Given task 1 → Using the excerpt on emotional bank accounts, decide whether each statement agrees with it: (a) withdrawals from an emotional bank account have to be made consciously; (b) the writer knows a leader who has become emotionally bankrupt with many of the people they work with; (c) once that stage is reached, further deposits still make a difference. Answer yes or no for each, quoting the words of the excerpt that settle it.
Given task 2 → Carry on the excerpt on emotional bank accounts, starting after its final sentence.

Excerpt provided →

* Start *

I talked last week about Stephen R Covey’s Emotional Bank Account and, in the same way as you can become overdrawn with a normal bank account, it’s possible to become overdrawn with an emotional bank account, too.  The more withdrawals you make – you don’t even have to make them consciously; just think of all your bad habits – the worse the relationship gets.  Eventually, the other person doesn’t just distrust you, they are suspicious of you – your every action is examined for ulterior motives.

It’s possible that you might make so many withdrawals that, no matter what you do, you can never repay the balance – in effect you become emotionally bankrupt with that person and they will regard you with suspicion, perhaps always.  I’ve seen it happen: a leader I know has reached this stage with a lot of the people with whom they work.  No matter what they do, no matter how many deposits they try to make, it makes no difference.  The deposits disappear into the vast well of their overdraft.

To stop things getting to that point, we have to actively be aware of our accounts and monitor them; we have to become conscious of the way we behave and the impact it has on those around us.  We have to consistently focus on making deposits, on maintaining the quality of our relationships, otherwise they will grow cold and the balance will eventually drain away.

* End *

Data shown →
* Start *

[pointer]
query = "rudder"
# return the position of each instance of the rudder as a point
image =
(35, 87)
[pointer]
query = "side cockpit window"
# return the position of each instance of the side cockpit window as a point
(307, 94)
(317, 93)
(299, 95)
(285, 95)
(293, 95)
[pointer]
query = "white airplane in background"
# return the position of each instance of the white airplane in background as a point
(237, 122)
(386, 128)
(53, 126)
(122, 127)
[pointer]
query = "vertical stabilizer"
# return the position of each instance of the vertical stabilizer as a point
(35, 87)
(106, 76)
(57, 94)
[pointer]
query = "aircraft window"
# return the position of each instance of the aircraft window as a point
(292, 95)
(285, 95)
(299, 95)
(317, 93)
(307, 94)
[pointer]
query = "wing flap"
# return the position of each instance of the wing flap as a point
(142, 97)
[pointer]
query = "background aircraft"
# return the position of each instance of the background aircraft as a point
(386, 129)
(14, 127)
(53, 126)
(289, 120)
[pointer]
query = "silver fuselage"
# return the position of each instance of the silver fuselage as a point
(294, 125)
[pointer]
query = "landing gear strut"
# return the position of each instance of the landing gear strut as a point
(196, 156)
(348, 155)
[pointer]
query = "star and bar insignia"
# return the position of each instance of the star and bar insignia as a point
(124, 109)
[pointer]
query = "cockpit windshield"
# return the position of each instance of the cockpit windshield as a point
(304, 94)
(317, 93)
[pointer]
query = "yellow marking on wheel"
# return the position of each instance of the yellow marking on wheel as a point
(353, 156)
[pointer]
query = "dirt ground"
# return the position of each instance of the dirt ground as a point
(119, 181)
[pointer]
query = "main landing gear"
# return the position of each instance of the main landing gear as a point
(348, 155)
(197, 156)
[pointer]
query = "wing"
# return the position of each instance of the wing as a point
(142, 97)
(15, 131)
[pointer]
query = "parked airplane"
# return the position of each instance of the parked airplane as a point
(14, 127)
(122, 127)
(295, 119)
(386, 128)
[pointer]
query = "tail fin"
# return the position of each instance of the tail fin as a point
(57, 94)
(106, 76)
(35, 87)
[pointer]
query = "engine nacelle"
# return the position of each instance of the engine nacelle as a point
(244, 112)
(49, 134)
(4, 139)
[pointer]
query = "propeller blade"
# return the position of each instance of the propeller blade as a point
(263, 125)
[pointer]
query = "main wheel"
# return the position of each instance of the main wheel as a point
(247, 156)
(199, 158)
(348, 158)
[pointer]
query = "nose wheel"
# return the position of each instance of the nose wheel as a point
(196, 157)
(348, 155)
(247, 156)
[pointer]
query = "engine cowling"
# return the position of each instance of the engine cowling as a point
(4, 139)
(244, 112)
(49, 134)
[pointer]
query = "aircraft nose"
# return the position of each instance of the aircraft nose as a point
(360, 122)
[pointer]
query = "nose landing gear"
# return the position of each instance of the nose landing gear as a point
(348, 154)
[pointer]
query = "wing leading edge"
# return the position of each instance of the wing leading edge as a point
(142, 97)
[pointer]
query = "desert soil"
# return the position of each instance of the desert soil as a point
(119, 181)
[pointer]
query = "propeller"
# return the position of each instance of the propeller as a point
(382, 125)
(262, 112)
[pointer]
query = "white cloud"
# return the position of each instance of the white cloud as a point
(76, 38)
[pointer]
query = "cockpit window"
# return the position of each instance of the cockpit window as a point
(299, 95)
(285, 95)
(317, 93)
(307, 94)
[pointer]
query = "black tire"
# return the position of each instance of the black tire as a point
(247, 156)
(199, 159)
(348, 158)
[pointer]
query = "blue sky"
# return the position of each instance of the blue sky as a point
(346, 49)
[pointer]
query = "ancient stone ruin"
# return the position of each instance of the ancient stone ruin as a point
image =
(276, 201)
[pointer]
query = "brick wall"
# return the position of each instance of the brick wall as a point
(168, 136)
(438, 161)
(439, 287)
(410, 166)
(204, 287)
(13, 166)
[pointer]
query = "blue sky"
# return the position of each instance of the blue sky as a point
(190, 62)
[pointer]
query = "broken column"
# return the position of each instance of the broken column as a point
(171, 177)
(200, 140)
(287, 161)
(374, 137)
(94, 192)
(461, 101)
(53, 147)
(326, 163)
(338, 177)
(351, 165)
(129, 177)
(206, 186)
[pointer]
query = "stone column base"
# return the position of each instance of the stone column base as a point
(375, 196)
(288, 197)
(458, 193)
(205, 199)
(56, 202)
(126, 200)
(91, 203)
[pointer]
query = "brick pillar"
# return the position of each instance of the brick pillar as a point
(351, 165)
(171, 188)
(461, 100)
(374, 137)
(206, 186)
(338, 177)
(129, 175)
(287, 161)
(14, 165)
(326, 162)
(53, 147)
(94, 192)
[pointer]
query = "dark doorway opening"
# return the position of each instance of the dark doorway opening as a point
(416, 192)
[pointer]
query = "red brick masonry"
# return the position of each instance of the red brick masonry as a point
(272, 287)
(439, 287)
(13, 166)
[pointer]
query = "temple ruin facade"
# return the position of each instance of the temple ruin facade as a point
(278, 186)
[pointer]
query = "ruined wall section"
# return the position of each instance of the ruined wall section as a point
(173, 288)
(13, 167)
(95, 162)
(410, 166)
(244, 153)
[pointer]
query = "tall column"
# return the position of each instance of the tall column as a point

* End *

Final result 1 →
(a) No: "you don’t even have to make them consciously"
(b) Yes: "a leader I know has reached this stage with a lot of the people with whom they work"
(c) No: "No matter what they do, no matter how many deposits they try to make, it makes no difference."

Final result 2 →
There are two things to bear in mind about deposits into the Emotional Bank Account:

You have to mean it

People aren’t stupid and we can tell if you’re doing something just because you think you have to or because someone on a blog told you you should.  If you’re sincere, it will come across.  Sustained deposits, over time, are a hallmark of someone who is sincere.

It’s not a deposit until they think it is

No matter how well-intentioned you are, deposits are in the eye of the beholder.  If the other person doesn’t feel like it’s a deposit, it’s not a deposit.  You have to understand how they see the world and learn what deposits are for them, rather than on relying on what would be a deposit for you.

Trust is the glue that holds relationships together – without trust, there is no relationship, just a series of transactions.  We know that when trust between us and another person is high, things happen much faster and with much greater ease.  There is an almost unspoken communication between you – each understands the other.  Where there is little or no trust, the reverse happens.  Everything slows down; time is taken while each tries to figure out the hidden agenda of the other, wonders what the catch is. 

As Stephen MR Covey makes clear in his book “The Speed of Trust,” the simple truth is that when trust goes up, speed goes up and when trust goes down, speed goes down.  We’ll talk more about that next week.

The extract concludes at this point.